_Provided material:_

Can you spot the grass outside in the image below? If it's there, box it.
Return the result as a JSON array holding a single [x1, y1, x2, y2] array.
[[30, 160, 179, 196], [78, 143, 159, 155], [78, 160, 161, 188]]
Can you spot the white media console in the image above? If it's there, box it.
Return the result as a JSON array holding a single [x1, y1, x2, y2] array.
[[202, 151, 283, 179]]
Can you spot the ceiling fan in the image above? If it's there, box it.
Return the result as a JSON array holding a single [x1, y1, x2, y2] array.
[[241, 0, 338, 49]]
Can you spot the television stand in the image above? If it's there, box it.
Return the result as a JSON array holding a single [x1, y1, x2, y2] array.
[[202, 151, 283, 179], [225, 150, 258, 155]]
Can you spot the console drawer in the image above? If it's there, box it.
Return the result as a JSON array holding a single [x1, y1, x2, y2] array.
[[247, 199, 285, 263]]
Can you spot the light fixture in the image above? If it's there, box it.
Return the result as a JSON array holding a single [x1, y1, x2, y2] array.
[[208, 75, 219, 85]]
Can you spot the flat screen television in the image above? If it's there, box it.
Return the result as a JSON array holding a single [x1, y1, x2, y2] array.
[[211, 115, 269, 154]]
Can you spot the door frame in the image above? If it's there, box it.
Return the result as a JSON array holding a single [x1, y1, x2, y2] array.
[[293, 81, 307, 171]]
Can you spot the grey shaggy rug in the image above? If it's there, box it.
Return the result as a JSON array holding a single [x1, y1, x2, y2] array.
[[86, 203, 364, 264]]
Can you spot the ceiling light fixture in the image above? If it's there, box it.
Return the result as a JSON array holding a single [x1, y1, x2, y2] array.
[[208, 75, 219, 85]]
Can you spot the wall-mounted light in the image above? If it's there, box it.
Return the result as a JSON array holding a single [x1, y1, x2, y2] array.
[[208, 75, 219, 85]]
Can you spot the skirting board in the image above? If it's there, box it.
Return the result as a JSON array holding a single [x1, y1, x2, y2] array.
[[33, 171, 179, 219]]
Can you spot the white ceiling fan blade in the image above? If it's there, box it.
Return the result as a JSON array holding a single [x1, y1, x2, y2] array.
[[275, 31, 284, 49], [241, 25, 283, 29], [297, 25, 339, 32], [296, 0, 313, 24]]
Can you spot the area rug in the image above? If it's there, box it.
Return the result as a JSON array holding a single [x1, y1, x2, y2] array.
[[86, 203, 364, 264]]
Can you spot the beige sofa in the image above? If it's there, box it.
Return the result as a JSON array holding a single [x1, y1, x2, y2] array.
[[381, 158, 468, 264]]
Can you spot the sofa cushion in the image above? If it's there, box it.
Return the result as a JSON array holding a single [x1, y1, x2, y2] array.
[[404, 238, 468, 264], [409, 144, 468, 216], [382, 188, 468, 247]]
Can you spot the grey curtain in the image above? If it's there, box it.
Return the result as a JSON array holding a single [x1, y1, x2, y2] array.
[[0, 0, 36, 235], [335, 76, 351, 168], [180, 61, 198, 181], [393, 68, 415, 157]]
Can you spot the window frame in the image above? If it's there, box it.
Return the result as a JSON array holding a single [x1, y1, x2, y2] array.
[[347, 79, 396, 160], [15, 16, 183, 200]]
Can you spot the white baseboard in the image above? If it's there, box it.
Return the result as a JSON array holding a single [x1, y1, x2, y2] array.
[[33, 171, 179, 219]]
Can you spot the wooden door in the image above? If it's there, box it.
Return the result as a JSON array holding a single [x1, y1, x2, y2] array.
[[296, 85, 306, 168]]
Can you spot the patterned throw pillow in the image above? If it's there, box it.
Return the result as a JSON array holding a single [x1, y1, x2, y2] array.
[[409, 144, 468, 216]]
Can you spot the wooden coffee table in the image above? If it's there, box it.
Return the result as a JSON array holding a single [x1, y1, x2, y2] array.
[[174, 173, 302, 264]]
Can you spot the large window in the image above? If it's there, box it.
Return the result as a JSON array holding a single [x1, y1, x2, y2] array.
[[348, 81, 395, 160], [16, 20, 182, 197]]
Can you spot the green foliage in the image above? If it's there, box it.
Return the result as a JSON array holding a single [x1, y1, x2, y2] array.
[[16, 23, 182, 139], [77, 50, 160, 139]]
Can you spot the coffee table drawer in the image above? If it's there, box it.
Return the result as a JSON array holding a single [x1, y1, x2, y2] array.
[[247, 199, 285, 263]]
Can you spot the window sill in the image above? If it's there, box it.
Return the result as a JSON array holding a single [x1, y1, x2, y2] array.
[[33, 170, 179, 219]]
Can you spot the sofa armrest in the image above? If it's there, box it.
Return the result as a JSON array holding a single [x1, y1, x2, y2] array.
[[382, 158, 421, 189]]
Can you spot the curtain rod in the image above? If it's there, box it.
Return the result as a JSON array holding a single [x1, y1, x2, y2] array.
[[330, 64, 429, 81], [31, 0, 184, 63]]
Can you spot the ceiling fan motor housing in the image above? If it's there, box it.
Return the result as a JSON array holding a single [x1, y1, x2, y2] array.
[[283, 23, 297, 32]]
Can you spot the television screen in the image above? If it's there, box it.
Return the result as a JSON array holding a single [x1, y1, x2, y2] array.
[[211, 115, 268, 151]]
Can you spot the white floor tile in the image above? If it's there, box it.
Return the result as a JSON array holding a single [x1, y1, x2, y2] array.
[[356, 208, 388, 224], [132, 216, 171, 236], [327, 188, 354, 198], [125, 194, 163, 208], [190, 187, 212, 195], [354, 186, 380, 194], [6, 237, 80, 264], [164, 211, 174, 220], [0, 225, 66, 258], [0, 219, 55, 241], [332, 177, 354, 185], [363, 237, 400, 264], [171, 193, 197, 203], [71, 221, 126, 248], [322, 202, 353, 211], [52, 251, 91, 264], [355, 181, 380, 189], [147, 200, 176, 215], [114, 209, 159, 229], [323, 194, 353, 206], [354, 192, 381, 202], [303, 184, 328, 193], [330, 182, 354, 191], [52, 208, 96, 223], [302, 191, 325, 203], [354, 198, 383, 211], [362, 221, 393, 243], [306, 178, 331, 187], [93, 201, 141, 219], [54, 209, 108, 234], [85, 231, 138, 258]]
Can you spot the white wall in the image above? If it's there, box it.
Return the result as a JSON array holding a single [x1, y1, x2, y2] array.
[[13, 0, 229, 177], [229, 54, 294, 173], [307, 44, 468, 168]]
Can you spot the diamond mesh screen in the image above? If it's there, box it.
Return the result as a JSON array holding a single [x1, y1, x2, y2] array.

_Prompt:_ Rewrite all of the records above, changing every "box it" to "draw a box around it" and leaving everything else as it is.

_Worked answer:_
Can you spot the grass outside in the image below? If it's there, draw a box around it.
Return the result as a JSON array holding a single [x1, y1, x2, y2] array.
[[30, 160, 179, 196], [78, 143, 159, 155], [78, 160, 161, 188]]
Can you spot the white media console in the image above? If it's there, draw a box around it.
Return the result as a JSON array holding a single [x1, y1, x2, y2] array.
[[202, 151, 283, 179]]
Can you spot the ceiling fan in the image above? If it's there, draw a box around it.
Return the result as a JSON array holding a single [x1, y1, x2, y2] array.
[[241, 0, 338, 49]]
Can you spot the television stand in the image above? If it's there, draw a box around it.
Return the result as a JSON array holding a single [x1, y1, x2, y2] array.
[[202, 151, 283, 179], [225, 150, 258, 155]]
Can you spot the console drawer in the image above? If it's there, draw a box around it.
Return the result as a JSON array holding a single [x1, y1, x2, y2] array.
[[247, 199, 285, 263]]
Can you spot the light fixture in the image above? If it's there, draw a box around it.
Return the result as a JSON array holding a single [x1, y1, x2, y2] array.
[[208, 75, 219, 85]]
Can you spot the flat screen television in the image above? If it's there, draw a box around it.
Return the result as a JSON array holding a single [x1, y1, x2, y2] array.
[[211, 115, 269, 154]]
Can you spot the door frame in the image above? If it's there, draw a box around it.
Return the result as a JSON array holding a single [x1, y1, x2, y2] array.
[[293, 81, 307, 171]]
Can you spot the grey shaggy rug in the image above? If it's there, draw a box around it.
Return the result as a JSON array holding a single [x1, y1, x2, y2] array.
[[86, 203, 364, 264]]
Can you spot the ceiling light fixture in the image above? If it's there, draw a box around it.
Return the result as a JSON array holding a single [x1, y1, x2, y2] array.
[[208, 75, 219, 85]]
Can you spot the wall-mounted light in the image above? If it's there, draw a box around it.
Return the result as a JSON array holding a single [x1, y1, x2, y2] array.
[[208, 75, 219, 85]]
Can you spot the skirting board in the image above? If it's there, draw a box around it.
Return the result as a JSON array holding a single [x1, y1, x2, y2] array.
[[33, 171, 179, 219]]
Can you spot the white ceiling fan blade in the image above? If it's there, draw a box around it.
Return the result as a JSON array holding a single [x1, y1, x2, y2] array.
[[275, 31, 284, 49], [241, 25, 283, 29], [297, 25, 339, 32], [296, 0, 313, 24]]
Can you spot the area rug in the image above? If it's there, draw a box around it.
Return the result as a JSON array holding a single [x1, y1, x2, y2] array.
[[86, 203, 364, 264]]
Can you spot the beige sofa in the image above? If it's there, draw a box around it.
Return the result as a JSON array holding a single [x1, y1, x2, y2] array.
[[381, 158, 468, 264]]
Can you spot the sofa cushion in the image above? If it's there, draw a box around it.
Return the result as a JSON array holding a single [x1, y1, x2, y2] array.
[[404, 238, 468, 264], [409, 144, 468, 216], [382, 188, 468, 247]]
Can you spot the grey curtain in the image above? If it's there, draw a box around it.
Return the result as a JSON array holding a single [x1, y1, x2, y2] array.
[[0, 0, 36, 235], [335, 76, 351, 168], [180, 61, 198, 181], [393, 68, 415, 157]]
Can you spot the window frame in the image above? If it's there, draw a box around it.
Return the result as a JSON array holding a single [x1, y1, x2, y2] array.
[[347, 79, 396, 160], [15, 16, 183, 200]]
Can you spot the white baseboard in the image above? If it's there, draw a box around it.
Return the result as a JSON array holding a single [x1, y1, x2, y2] array.
[[33, 171, 179, 219]]
Can you spot the wooden door in the image above? If it's there, draw a box around it.
Return the result as a JSON array holding a single [x1, y1, x2, y2] array.
[[296, 85, 306, 168]]
Can you spot the patterned throw pillow in the image above? If it's there, draw a box around it.
Return the result as a JSON array holding a single [x1, y1, x2, y2] array.
[[409, 144, 468, 216]]
Can you spot the wooden coffee table in the image above? If it's there, draw a box around it.
Return the result as a JSON array holding a single [x1, y1, x2, y2] array.
[[174, 173, 302, 264]]
Can you spot the large window in the image above? If it's there, draw a box around it.
Return the result as a JSON array holding a single [x1, y1, x2, y2] array.
[[348, 81, 395, 160], [16, 20, 182, 197]]
Can you spot the green foliage in the image above? If it's there, draw a box around it.
Return the result as a JSON array holding a single [x1, y1, x2, y2] array.
[[16, 23, 182, 139], [77, 50, 160, 139]]
Can you spot the coffee table drawer in the image above? If it's there, draw a box around it.
Return the result as a JSON array holding a single [x1, y1, x2, y2] array.
[[247, 199, 285, 263]]
Can you spot the window sill in the image above? If it's there, draw a box around it.
Return the result as a JSON array holding a single [x1, y1, x2, y2] array.
[[33, 170, 179, 219]]
Can you spot the sofa armrest in the image above? If it's there, draw a box around it.
Return the result as a JSON array holding a single [x1, y1, x2, y2] array.
[[382, 158, 421, 189]]
Can you spot the curtain rod in the image above? If it's there, draw a box around it.
Return the result as a JSON array holding a single [x1, y1, x2, y2] array.
[[330, 64, 429, 81], [31, 0, 184, 63]]
Can you spot the ceiling fan motor housing in the image above? If it's there, draw a box around it.
Return the result as a JSON array holding a single [x1, y1, x2, y2] array.
[[283, 23, 297, 32]]
Can you spot the television screen in the image above? If it's there, draw a box around it.
Return the result as a JSON array holding a single [x1, y1, x2, y2] array.
[[211, 115, 268, 151]]
Can you spot the white floor tile in the image above? If it's there, draw a box around it.
Return the result as a JSON array holding a single [x1, y1, x2, y2] array.
[[356, 208, 388, 224], [132, 216, 171, 236], [327, 188, 354, 198], [125, 194, 163, 208], [190, 187, 212, 195], [354, 186, 380, 194], [6, 237, 80, 264], [164, 211, 174, 220], [0, 225, 66, 258], [0, 219, 55, 241], [332, 177, 354, 185], [363, 237, 400, 264], [171, 193, 197, 203], [71, 221, 126, 248], [322, 202, 353, 211], [52, 251, 91, 264], [355, 181, 380, 189], [147, 200, 176, 215], [114, 209, 159, 229], [323, 194, 353, 206], [354, 192, 381, 202], [303, 184, 328, 193], [330, 182, 354, 191], [52, 208, 96, 223], [302, 191, 325, 203], [354, 198, 383, 211], [362, 221, 393, 243], [306, 178, 331, 187], [93, 201, 141, 219], [54, 209, 108, 234], [85, 231, 138, 258]]
Can you spot the white wall in the image above? If it's there, draw a box around it.
Return the result as a JSON array holding a single [x1, y1, x2, y2] array.
[[13, 0, 229, 177], [229, 54, 294, 173], [307, 44, 468, 168]]
Can you spot the diamond mesh screen in the image above? If it's there, draw a box around it.
Return the result as a JSON array holding a single [x1, y1, x2, y2] array.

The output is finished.